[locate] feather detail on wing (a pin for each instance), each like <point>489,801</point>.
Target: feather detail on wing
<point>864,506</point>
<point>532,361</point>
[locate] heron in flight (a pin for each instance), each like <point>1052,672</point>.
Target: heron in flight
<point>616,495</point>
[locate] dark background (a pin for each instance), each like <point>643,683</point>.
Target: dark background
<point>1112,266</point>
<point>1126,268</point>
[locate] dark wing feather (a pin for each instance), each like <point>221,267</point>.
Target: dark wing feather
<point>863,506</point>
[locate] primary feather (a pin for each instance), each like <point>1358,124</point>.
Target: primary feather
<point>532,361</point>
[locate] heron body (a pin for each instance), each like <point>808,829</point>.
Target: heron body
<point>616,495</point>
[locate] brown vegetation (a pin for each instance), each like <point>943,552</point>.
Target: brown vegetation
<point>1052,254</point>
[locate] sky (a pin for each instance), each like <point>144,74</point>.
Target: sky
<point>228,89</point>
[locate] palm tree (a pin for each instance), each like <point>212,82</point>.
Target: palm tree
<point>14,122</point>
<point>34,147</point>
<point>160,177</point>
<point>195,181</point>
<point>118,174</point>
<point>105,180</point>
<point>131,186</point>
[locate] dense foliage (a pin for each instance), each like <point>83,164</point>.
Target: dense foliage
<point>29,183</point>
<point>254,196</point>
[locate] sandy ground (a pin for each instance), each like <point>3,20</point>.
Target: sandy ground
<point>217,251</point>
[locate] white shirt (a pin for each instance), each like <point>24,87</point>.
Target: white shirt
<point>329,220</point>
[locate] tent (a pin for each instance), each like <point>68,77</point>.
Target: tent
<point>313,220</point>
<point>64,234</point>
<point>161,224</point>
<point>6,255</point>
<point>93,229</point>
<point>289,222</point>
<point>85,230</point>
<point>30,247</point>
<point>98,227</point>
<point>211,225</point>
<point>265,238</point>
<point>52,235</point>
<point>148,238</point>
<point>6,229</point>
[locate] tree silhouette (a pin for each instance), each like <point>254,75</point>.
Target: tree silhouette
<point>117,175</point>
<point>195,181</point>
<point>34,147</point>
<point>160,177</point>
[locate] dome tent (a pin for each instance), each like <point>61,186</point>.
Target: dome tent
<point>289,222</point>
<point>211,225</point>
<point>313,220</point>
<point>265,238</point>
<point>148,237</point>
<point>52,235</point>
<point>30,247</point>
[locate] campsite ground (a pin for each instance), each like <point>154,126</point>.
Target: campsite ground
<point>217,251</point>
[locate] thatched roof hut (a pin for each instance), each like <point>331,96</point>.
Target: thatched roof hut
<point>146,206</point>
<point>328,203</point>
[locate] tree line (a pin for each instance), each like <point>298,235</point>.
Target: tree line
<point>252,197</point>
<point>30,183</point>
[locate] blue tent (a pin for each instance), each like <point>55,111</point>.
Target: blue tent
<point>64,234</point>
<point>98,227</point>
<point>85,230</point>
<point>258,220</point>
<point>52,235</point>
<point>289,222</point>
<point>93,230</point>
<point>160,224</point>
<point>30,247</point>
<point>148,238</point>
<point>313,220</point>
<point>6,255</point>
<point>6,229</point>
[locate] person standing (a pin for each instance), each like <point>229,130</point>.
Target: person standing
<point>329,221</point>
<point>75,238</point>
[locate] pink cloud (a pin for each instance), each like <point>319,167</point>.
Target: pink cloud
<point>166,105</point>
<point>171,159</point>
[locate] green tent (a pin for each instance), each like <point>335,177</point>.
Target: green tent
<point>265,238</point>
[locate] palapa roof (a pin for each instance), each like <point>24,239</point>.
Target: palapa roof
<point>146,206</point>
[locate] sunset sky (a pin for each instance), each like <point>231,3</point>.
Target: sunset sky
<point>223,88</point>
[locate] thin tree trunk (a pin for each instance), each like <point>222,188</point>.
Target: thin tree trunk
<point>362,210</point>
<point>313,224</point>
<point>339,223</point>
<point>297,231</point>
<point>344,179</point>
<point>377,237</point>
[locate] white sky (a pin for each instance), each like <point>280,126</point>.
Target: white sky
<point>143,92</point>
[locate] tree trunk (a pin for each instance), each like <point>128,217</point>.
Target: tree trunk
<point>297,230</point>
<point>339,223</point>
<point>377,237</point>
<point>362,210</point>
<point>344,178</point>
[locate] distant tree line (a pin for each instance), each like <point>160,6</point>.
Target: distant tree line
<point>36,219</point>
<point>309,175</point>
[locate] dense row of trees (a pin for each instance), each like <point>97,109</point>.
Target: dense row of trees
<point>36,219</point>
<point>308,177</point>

• _TASK_:
All entries are to be copied exactly as they read.

• _EXERCISE OUTPUT_:
[locate] feather detail on wing (a pin for each instance), each like <point>489,801</point>.
Target: feather detail on wing
<point>864,506</point>
<point>532,361</point>
[locate] heron in flight (a pin for each instance), each like <point>1052,672</point>.
Target: heron in flight
<point>616,495</point>
[locate] dark background (a pin for each instance), each like <point>643,683</point>.
Target: dark background
<point>1112,266</point>
<point>1126,268</point>
[locate] dark wing feather (a pin for each instance), each like <point>221,267</point>.
Target: dark wing feather
<point>863,506</point>
[locate] primary feather (a pin for each instance), each like <point>1358,124</point>.
Target: primary feather
<point>532,361</point>
[locate] heron body (a pin for each instance), each like <point>808,829</point>.
Target: heron body
<point>616,495</point>
[locate] brown vegetation (a pin for each instance), each like <point>943,552</point>.
Target: brown vegetation
<point>1052,254</point>
[locate] sky (a pin for each instance), each like <point>144,74</point>.
Target: sky
<point>228,89</point>
[locate] palm tree (a pin for each instance), each like <point>212,82</point>.
Target: palm tree
<point>14,122</point>
<point>34,147</point>
<point>160,177</point>
<point>195,181</point>
<point>118,174</point>
<point>105,180</point>
<point>131,186</point>
[locate] dense foliage (a pin for each instance), each like <point>83,164</point>.
Target: dense foliage
<point>29,183</point>
<point>254,196</point>
[locate] sandy ground (a pin for each instance), each like <point>3,20</point>.
Target: sandy ground
<point>217,251</point>
[locate] white shirt (a pin for each instance), each like <point>24,87</point>.
Target: white shirt
<point>329,220</point>
[locate] tent (a pin for each instance), each like <point>68,77</point>.
Target: tent
<point>313,220</point>
<point>64,234</point>
<point>161,224</point>
<point>6,255</point>
<point>93,229</point>
<point>289,222</point>
<point>85,230</point>
<point>30,247</point>
<point>98,227</point>
<point>211,225</point>
<point>265,238</point>
<point>52,235</point>
<point>148,238</point>
<point>6,229</point>
[locate] tree silhouette (a pin for each instance), each like <point>254,75</point>.
Target: tree silhouette
<point>117,175</point>
<point>195,181</point>
<point>34,147</point>
<point>160,177</point>
[locate] dome tent (a pin for each instance), each like <point>61,186</point>.
Target: dome tent
<point>289,222</point>
<point>211,225</point>
<point>313,220</point>
<point>265,238</point>
<point>148,237</point>
<point>52,235</point>
<point>30,247</point>
[locate] campsite ground (a pin for each instance), each like <point>154,126</point>.
Target: campsite ground
<point>217,251</point>
[locate] thatched roof hut (a pin for each instance), each like <point>331,96</point>.
Target: thatched roof hut
<point>146,206</point>
<point>328,203</point>
[locate] tree line (a pin for each instance), each like <point>298,235</point>.
Target: tree line
<point>252,197</point>
<point>30,183</point>
[locate] blue tent (a pin for each instance), each like <point>55,111</point>.
Target: blue tent
<point>64,234</point>
<point>98,227</point>
<point>85,230</point>
<point>258,220</point>
<point>52,235</point>
<point>289,222</point>
<point>93,230</point>
<point>160,224</point>
<point>30,247</point>
<point>148,238</point>
<point>313,220</point>
<point>6,255</point>
<point>6,229</point>
[locate] person standing (a pin for each instance), each like <point>229,130</point>.
Target: person standing
<point>329,221</point>
<point>75,238</point>
[locate] pink cloud (a pin for each instance), each like <point>319,167</point>.
Target: pink cloud
<point>166,105</point>
<point>171,159</point>
[locate] green tent (a pin for each instance), each like <point>335,177</point>.
Target: green tent
<point>265,238</point>
[locate] palapa roof (a pin for each instance), each like <point>24,239</point>.
Target: palapa roof
<point>146,206</point>
[locate] sunset sky (a pin for each instance), each like <point>231,3</point>.
Target: sunset sky
<point>223,88</point>
[locate] thin tree trunk (a pin for each instance), each like <point>222,188</point>.
Target: thin tree trunk
<point>362,210</point>
<point>313,224</point>
<point>339,223</point>
<point>297,231</point>
<point>344,179</point>
<point>377,237</point>
[locate] white sky (a pin for each instance), each like <point>280,126</point>.
Target: white sky
<point>143,92</point>
[locate] tree trunk (a pin for each instance), each like <point>128,217</point>.
Target: tree trunk
<point>297,230</point>
<point>339,223</point>
<point>377,237</point>
<point>362,210</point>
<point>344,178</point>
[locate] distant tree line (a pin for each instance), each like <point>160,6</point>.
Target: distant tree line
<point>36,219</point>
<point>309,175</point>
[locate] dense row of trees (a pin for each instance), each like <point>97,109</point>.
Target: dense row of trees
<point>36,219</point>
<point>308,177</point>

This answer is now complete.